**Records for pointing at named objects:**
_____

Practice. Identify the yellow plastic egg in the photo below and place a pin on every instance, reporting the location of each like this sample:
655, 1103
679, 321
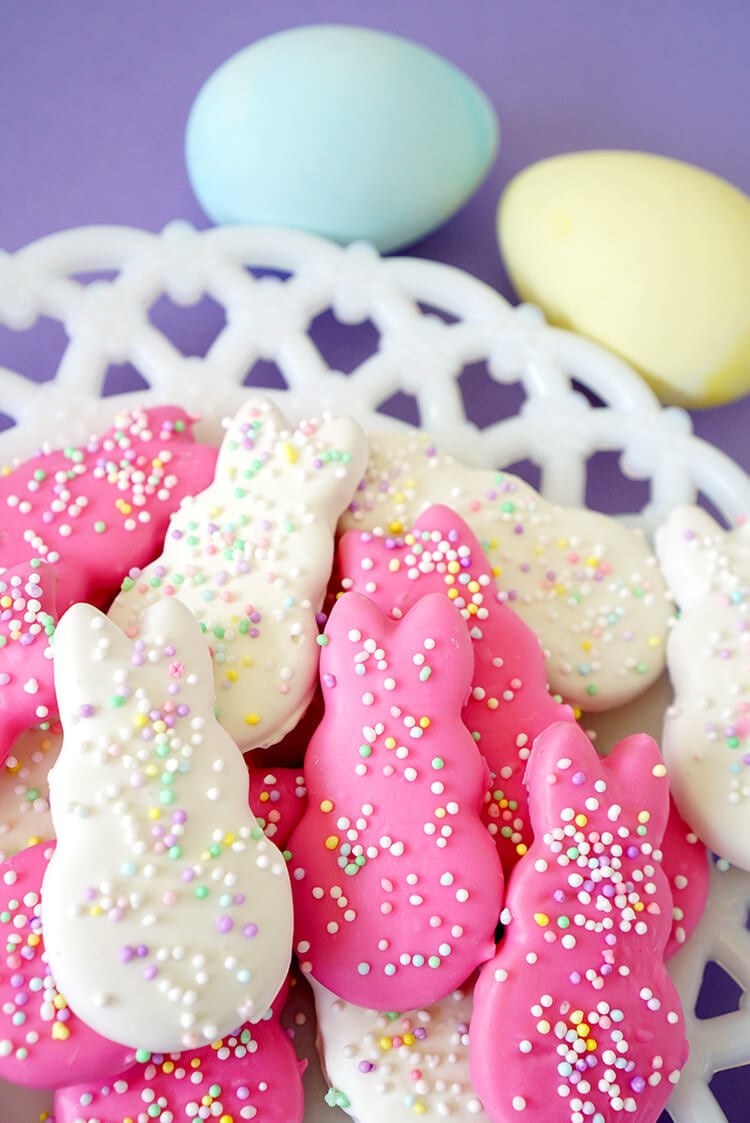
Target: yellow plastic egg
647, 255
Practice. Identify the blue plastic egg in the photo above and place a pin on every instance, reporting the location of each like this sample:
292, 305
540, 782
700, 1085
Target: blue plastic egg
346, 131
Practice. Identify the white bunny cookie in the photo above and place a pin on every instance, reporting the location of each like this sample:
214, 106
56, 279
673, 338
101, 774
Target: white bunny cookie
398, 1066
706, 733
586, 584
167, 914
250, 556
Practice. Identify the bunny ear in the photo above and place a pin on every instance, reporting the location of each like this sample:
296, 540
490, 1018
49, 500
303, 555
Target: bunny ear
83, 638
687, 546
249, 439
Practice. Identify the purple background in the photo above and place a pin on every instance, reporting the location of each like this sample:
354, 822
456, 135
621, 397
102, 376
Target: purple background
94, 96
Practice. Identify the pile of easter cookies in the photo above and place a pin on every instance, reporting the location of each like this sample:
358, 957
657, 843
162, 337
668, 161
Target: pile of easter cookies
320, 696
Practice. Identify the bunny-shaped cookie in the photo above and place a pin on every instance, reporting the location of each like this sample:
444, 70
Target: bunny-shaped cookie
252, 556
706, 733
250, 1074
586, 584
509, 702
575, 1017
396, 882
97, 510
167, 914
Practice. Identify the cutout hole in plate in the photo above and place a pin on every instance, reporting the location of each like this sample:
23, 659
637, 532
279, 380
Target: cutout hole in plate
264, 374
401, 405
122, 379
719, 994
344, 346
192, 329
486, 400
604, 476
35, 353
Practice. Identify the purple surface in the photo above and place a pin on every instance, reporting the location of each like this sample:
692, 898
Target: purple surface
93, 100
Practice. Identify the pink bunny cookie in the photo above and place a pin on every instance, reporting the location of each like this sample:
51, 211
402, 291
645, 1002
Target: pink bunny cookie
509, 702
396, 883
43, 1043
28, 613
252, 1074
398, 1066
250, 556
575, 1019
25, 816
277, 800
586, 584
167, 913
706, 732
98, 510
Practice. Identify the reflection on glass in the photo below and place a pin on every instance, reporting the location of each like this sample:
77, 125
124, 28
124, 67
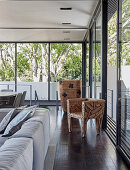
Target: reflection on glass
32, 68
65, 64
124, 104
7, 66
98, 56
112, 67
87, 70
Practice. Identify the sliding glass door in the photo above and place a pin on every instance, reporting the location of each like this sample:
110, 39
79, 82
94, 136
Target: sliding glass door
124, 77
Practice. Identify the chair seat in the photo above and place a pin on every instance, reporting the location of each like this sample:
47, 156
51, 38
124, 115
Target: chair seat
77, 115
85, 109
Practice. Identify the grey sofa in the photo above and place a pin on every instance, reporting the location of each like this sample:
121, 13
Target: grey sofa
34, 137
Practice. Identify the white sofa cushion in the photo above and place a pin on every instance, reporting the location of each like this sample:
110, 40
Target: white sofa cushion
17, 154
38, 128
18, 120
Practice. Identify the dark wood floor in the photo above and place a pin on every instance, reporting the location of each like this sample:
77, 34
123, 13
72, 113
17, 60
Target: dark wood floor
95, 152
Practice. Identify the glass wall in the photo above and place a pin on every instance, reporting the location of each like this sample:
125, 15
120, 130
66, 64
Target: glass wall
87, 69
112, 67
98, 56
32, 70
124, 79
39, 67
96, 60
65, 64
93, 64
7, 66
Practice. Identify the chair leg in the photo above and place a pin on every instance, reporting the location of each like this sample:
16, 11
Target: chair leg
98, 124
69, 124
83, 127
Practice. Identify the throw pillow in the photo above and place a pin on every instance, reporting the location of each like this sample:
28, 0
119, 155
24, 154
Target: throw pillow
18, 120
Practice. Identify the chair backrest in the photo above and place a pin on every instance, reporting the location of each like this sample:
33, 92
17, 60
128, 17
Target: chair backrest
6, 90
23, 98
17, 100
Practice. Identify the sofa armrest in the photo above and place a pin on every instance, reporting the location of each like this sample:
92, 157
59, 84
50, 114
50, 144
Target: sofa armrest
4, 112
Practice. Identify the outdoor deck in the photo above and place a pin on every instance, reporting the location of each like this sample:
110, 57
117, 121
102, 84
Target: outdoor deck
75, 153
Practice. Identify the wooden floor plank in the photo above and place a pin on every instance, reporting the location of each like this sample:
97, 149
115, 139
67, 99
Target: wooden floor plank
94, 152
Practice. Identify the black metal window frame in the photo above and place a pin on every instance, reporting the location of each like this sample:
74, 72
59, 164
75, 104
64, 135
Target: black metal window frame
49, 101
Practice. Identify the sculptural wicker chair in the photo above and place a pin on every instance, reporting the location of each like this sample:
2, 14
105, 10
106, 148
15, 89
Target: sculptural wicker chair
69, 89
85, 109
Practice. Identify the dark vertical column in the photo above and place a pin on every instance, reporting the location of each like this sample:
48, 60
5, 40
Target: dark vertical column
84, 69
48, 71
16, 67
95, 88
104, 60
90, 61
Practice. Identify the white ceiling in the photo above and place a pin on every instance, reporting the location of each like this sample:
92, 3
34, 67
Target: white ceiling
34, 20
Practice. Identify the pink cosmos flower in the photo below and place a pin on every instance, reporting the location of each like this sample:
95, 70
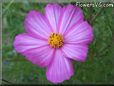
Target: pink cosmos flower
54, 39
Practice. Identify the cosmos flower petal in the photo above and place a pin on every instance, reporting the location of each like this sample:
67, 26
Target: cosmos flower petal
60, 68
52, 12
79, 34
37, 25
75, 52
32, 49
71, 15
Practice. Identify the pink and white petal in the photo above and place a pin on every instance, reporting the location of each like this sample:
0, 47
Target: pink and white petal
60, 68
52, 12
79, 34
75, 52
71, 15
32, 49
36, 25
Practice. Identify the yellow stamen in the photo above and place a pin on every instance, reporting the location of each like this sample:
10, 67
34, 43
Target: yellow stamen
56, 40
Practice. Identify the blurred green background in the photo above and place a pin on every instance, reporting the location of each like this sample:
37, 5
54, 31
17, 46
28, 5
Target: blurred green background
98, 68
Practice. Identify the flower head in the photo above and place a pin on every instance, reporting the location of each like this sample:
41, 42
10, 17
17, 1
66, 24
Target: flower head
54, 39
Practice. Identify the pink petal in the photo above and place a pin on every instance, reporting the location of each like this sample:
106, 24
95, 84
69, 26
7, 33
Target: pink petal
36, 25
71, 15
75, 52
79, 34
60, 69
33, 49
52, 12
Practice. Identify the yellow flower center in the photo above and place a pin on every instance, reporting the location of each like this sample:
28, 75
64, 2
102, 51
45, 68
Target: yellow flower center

_____

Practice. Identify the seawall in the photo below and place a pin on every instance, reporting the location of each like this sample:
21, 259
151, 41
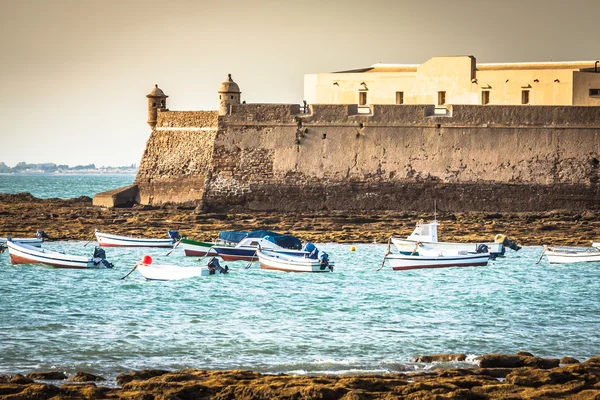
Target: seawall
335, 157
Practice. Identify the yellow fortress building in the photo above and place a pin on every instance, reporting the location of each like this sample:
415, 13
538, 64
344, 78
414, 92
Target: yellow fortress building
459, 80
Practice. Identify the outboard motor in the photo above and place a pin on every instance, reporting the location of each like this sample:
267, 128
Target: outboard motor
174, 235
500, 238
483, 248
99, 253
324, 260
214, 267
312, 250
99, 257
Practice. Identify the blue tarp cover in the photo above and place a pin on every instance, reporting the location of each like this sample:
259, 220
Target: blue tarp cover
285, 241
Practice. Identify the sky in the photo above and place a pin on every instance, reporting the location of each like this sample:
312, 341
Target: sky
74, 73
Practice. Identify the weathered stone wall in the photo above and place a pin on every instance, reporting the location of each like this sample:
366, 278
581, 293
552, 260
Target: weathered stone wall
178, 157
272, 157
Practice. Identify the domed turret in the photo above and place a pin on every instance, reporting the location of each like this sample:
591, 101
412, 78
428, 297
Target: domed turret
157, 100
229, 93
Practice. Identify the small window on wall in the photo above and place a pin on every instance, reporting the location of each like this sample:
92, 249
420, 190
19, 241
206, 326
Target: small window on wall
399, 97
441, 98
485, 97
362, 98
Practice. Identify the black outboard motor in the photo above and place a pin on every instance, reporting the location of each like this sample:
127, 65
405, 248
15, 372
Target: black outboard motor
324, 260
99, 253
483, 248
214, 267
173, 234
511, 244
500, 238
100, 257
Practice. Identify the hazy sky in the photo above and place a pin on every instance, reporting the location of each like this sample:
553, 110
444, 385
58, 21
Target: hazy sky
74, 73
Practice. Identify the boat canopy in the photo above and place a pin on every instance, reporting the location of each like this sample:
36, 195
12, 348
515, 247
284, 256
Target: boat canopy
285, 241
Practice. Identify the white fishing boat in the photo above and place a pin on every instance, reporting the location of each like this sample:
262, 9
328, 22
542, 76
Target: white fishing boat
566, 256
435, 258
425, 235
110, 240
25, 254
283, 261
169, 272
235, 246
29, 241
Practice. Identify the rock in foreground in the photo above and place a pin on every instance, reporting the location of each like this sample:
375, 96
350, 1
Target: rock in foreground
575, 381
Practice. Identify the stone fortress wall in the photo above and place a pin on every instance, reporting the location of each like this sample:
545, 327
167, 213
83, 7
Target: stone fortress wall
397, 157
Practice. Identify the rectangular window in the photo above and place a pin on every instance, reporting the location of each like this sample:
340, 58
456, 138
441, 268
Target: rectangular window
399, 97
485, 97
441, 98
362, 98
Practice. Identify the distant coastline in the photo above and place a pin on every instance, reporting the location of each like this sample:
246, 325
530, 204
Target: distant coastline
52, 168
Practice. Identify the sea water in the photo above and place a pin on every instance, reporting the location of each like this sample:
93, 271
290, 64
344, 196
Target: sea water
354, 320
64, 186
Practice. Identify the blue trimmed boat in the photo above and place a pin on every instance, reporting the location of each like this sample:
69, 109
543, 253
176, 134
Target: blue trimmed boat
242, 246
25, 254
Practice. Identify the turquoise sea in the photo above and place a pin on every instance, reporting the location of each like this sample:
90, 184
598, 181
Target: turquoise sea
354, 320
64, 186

_____

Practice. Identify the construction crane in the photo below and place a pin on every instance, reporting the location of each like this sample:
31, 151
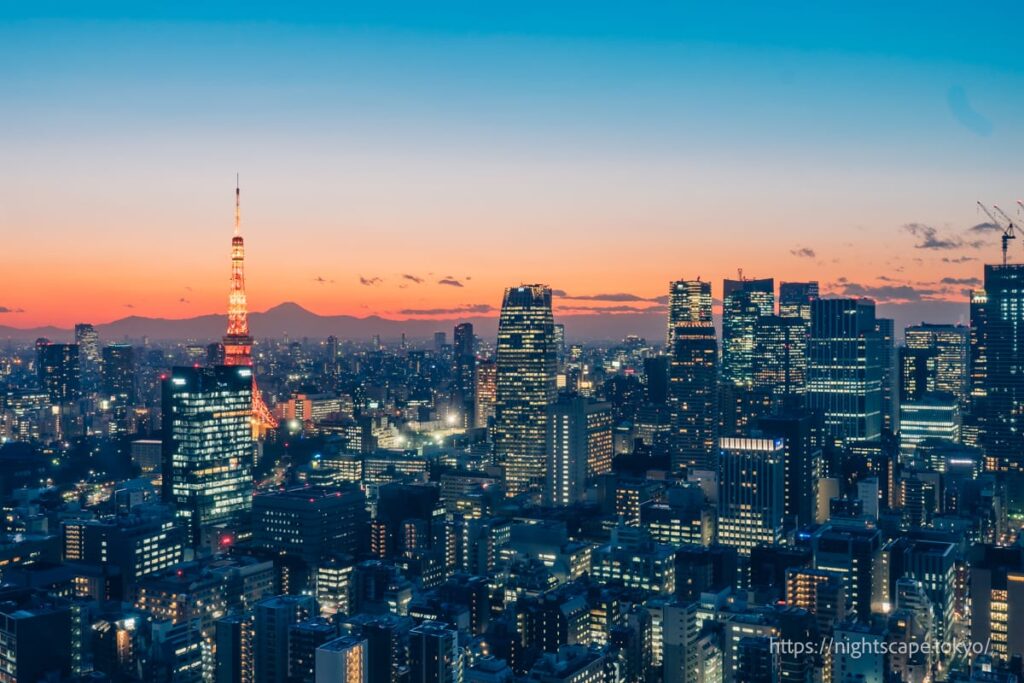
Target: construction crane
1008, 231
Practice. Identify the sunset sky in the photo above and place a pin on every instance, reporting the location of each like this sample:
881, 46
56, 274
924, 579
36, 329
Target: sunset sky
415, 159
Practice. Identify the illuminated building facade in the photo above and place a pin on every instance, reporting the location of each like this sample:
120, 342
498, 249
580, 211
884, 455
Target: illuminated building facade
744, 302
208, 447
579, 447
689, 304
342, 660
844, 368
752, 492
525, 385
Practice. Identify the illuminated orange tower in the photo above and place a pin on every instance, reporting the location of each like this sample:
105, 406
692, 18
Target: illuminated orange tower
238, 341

_____

**What this task involves:** Pick out every line of the data above that contains the word "glass" and copy each of those lines in full.

**Task result:**
Practice. Identify the reflection on glass in the photo below and place a pin on every instance, reporting the location of each like this sample:
Target: reflection on glass
Practice. Identify the sliding glass door in the photo above and place a pin on every instance, reporting the location of each like this sample:
Target: sliding glass door
Practice. Identify the glass wall in the photo above and place a pin on every instance, reporting the location of each like this sample:
Target: glass wall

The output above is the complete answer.